TEXTO PROPORCIONADO:
La siguiente visita al psiquiatra sólo sirvió para confirmar su empeoramiento, por lo cual el psiquiatra optó por hacer un ‘reajuste en la medicación’ lo cual, hay que reconocerlo, le sirvió para experimentar un pequeño alivio al comienzo. Pero luego las cosas volvieron a empeorar: más insomnio, más angustia, más apatía y más sentimiento de inutilidad, fatiga, falta de interés por todo y descuido de la propia apariencia personal. Ya le han dicho que la situación es crónica por lo que los próximos meses toda su actividad será volver al médico ya no para consulta sino para recibir nuevas recetas para continuar con su tratamiento.

Ocho años después, el señor X sigue mal. Hasta ahora, él nunca ha hecho nada por querer salir de la situación. Se ha convencido de que él no puede hacer nada y que hay que confiar en los avances de la medicina. Por su parte, el psiquiatra, en varias ocasiones, ha variado la medicación tanteando qué tecla química tocar para que la cosa mejore. Pero cuando llega el momento de empezar a reducir dosis, los síntomas parecen hacerse resistentes. Parece tener cierta dependencia de los fármacos que toma hace años, aunque suele ingerir siempre los ‘últimos descubrimientos en el mercado farmacológico’. Y es ahora cuando, finalmente, se da cuenta de que no quiere seguir así toda la vida, aunque en este momento su necesidad del fármaco parece más fuerte que su deseo de empezar a tomar la vida en sus manos, entre otras cosas porque su identidad de deprimido ya no suele causar tanta compasión y pena entre sus familiares y conocidos, que se han acostumbrado ya a su situación.

DATOS DISPONIBLES:

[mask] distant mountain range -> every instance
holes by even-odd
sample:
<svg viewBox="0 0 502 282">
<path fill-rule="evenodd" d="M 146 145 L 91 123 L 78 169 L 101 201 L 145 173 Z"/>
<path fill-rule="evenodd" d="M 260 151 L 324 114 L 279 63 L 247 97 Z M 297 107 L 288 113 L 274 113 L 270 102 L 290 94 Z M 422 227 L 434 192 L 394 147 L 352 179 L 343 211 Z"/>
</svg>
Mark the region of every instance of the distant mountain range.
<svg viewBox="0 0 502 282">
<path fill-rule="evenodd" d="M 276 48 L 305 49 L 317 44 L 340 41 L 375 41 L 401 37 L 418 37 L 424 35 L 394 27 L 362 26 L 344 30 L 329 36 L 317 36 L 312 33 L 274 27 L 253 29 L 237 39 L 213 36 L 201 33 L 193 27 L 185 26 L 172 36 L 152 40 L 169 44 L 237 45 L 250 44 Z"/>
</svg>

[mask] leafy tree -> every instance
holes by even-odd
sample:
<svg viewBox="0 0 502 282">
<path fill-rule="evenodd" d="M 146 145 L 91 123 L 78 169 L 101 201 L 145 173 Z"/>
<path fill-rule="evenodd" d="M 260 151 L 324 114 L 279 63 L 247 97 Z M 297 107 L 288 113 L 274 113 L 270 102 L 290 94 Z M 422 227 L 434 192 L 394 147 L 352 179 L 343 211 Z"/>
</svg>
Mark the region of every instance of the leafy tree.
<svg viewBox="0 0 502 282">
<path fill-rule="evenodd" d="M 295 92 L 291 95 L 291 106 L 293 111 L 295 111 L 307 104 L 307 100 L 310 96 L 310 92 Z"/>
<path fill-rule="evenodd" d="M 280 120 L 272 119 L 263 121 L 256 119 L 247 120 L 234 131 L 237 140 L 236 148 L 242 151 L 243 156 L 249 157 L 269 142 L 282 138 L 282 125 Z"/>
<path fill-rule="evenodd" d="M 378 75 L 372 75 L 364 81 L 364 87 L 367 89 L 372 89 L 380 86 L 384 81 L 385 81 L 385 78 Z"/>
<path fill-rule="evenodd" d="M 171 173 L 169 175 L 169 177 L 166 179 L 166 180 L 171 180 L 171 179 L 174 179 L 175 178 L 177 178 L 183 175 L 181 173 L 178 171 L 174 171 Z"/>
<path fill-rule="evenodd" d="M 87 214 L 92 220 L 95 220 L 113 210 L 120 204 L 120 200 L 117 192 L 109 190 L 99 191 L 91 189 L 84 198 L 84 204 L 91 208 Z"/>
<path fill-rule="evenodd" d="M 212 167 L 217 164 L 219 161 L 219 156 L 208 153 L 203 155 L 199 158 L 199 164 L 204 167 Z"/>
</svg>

TAREA A REALIZAR:
Copia entero y sin ningún cambio el texto de más arriba sobre el señor X y su tratamiento con el psiquiatra.

RESULTADO:
La siguiente visita al psiquiatra sólo sirvió para confirmar su empeoramiento, por lo cual el psiquiatra optó por hacer un ‘reajuste en la medicación’ lo cual, hay que reconocerlo, le sirvió para experimentar un pequeño alivio al comienzo. Pero luego las cosas volvieron a empeorar: más insomnio, más angustia, más apatía y más sentimiento de inutilidad, fatiga, falta de interés por todo y descuido de la propia apariencia personal. Ya le han dicho que la situación es crónica por lo que los próximos meses toda su actividad será volver al médico ya no para consulta sino para recibir nuevas recetas para continuar con su tratamiento.

Ocho años después, el señor X sigue mal. Hasta ahora, él nunca ha hecho nada por querer salir de la situación. Se ha convencido de que él no puede hacer nada y que hay que confiar en los avances de la medicina. Por su parte, el psiquiatra, en varias ocasiones, ha variado la medicación tanteando qué tecla química tocar para que la cosa mejore. Pero cuando llega el momento de empezar a reducir dosis, los síntomas parecen hacerse resistentes. Parece tener cierta dependencia de los fármacos que toma hace años, aunque suele ingerir siempre los ‘últimos descubrimientos en el mercado farmacológico’. Y es ahora cuando, finalmente, se da cuenta de que no quiere seguir así toda la vida, aunque en este momento su necesidad del fármaco parece más fuerte que su deseo de empezar a tomar la vida en sus manos, entre otras cosas porque su identidad de deprimido ya no suele causar tanta compasión y pena entre sus familiares y conocidos, que se han acostumbrado ya a su situación.